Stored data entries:
┌──

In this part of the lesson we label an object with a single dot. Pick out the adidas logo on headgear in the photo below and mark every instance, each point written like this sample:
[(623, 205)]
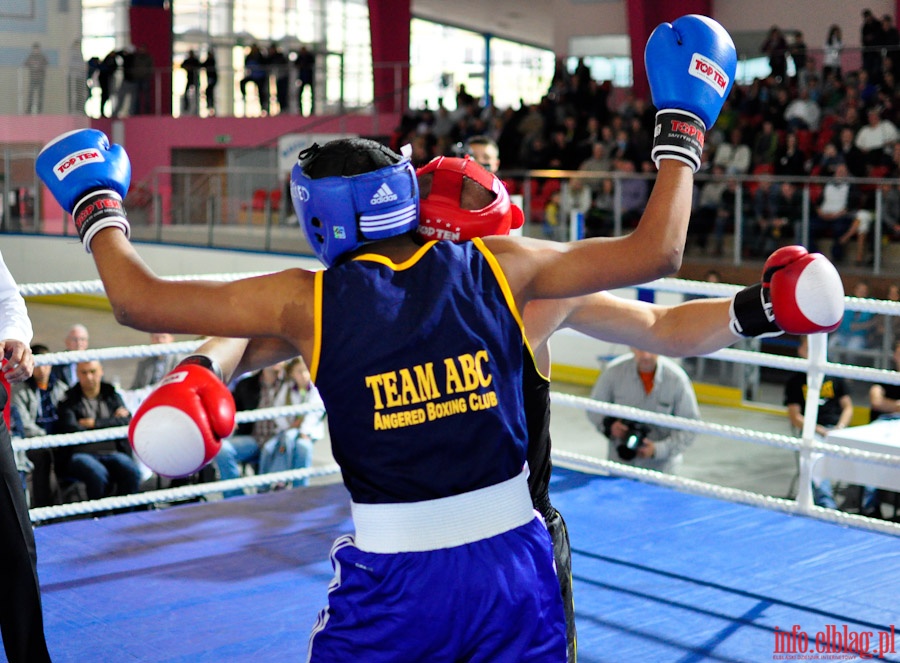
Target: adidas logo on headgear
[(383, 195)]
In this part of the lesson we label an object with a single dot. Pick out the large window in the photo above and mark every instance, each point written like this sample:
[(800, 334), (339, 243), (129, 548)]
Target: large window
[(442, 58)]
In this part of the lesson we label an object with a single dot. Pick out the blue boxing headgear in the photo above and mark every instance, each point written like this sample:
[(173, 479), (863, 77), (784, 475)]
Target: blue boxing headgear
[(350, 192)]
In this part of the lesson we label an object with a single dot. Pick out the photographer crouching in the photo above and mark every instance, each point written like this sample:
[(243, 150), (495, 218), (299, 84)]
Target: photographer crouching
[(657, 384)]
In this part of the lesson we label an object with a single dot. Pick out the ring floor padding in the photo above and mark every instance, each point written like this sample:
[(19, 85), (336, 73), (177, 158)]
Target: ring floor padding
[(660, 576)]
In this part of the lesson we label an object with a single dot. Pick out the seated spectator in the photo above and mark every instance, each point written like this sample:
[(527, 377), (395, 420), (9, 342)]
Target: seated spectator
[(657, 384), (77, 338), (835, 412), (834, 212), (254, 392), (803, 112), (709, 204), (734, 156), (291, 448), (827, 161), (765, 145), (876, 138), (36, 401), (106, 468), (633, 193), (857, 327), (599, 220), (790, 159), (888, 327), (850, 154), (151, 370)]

└──
┌──

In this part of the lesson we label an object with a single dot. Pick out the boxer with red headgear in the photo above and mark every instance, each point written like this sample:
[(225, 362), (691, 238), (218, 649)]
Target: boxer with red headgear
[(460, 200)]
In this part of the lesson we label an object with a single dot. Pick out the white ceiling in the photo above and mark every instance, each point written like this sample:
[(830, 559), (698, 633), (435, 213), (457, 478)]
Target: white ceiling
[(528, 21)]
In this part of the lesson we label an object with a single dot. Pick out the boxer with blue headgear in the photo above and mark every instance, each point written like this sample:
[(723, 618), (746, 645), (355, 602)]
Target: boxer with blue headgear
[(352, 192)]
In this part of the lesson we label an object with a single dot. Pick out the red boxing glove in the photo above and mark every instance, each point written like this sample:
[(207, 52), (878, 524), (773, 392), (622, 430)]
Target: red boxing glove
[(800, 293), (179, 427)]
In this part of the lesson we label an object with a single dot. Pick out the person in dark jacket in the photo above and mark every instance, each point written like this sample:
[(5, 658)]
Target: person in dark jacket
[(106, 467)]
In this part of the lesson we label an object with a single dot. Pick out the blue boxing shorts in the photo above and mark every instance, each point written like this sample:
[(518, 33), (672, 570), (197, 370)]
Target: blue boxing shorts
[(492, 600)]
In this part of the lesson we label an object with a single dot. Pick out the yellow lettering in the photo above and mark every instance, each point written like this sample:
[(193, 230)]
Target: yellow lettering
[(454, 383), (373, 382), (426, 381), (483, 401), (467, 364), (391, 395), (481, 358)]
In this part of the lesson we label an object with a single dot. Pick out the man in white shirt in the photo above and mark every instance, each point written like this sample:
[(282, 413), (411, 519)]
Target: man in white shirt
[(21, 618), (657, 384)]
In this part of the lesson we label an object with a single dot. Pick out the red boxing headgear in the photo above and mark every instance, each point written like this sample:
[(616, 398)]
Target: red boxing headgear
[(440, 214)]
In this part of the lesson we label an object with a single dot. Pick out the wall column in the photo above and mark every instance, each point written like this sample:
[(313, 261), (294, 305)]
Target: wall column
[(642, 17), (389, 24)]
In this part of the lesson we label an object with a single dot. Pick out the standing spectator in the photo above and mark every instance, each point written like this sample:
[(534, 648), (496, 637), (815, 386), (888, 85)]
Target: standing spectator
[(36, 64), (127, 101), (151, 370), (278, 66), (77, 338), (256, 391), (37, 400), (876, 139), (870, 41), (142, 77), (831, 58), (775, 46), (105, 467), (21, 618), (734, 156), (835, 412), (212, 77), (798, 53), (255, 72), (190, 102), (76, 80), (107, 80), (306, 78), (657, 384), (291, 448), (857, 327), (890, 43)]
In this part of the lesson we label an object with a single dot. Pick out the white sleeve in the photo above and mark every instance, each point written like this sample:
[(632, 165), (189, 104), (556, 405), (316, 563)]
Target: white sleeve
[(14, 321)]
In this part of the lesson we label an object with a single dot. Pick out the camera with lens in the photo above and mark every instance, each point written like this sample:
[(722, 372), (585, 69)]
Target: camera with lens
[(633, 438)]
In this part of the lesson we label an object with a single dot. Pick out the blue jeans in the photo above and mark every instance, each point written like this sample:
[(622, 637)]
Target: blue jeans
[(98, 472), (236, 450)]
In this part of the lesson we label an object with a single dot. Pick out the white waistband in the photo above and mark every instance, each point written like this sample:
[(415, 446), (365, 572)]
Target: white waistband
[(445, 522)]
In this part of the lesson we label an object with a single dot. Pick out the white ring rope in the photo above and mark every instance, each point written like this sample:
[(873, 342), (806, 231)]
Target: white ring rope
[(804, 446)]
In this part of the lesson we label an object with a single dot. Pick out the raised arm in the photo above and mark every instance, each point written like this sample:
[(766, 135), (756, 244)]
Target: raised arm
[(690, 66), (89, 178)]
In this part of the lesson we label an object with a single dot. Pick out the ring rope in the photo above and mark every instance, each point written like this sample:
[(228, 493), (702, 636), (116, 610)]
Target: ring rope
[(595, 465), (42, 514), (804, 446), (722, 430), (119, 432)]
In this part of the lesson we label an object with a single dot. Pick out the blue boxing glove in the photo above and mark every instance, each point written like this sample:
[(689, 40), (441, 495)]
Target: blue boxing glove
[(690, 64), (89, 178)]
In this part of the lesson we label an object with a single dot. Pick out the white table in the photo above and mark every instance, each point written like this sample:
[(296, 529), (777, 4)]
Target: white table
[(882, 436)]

└──

**WORK INSTRUCTION**:
In the entries above, please find the line with "Target: boxer with red headgear" and the line with "out the yellow", then write out exactly those two lines and every line between them, and nothing more.

**RESULT**:
Target: boxer with red headgear
[(460, 200)]
In this part of the lesson we label an object with a single dot. Pick out the white ceiling in the photo above and mark every instance, each point written like this sample:
[(830, 559), (698, 633), (435, 213), (457, 478)]
Target: white ceiling
[(528, 21)]
In this part of the lesson we label an object with a single dot. Pick out the boxer with blue headgear in the photo above and mark every instance, each point written like this sample:
[(723, 618), (746, 645), (355, 602)]
Target: boxer with blue headgear
[(352, 192)]
In this part of the lesson we label an object with a single dot. Pick out the red boxing glove in the photo above and mark every instance, each point written like this sample:
[(207, 52), (878, 524), (773, 392), (622, 430)]
Target: red boxing glove
[(800, 293), (179, 427)]
In this part of the lesson we label an object with a single dot. Pick out the person in dark jacket in the photo above and mark every instance, each point written like this sample:
[(5, 658)]
Target: person in dark jacket
[(106, 467)]
In this part of the lesson we label an object with a single dot. Pick out the blue boxing shorts in the photo above and mark every instance, each point written like this sample:
[(518, 33), (672, 570), (197, 370)]
Target: blue boxing shorts
[(492, 600)]
In this part of the lesson we label an object with a single dot. Pick out the yellow lettering in the photo above and mark every instance, each point written like this sample:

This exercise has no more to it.